■ Objective
Rewrite every line of the entries below as a numbered list, omitting any blank lines.

■ Exercise material
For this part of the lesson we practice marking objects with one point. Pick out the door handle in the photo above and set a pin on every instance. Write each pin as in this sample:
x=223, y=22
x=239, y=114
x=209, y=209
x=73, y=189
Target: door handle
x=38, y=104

■ Exercise answer
1. For this part of the lesson we practice marking objects with one point. Pick out the door handle in the photo above and set a pin on every instance. Write each pin as in this sample:
2. x=223, y=22
3. x=239, y=114
4. x=209, y=209
5. x=73, y=189
6. Target: door handle
7. x=38, y=104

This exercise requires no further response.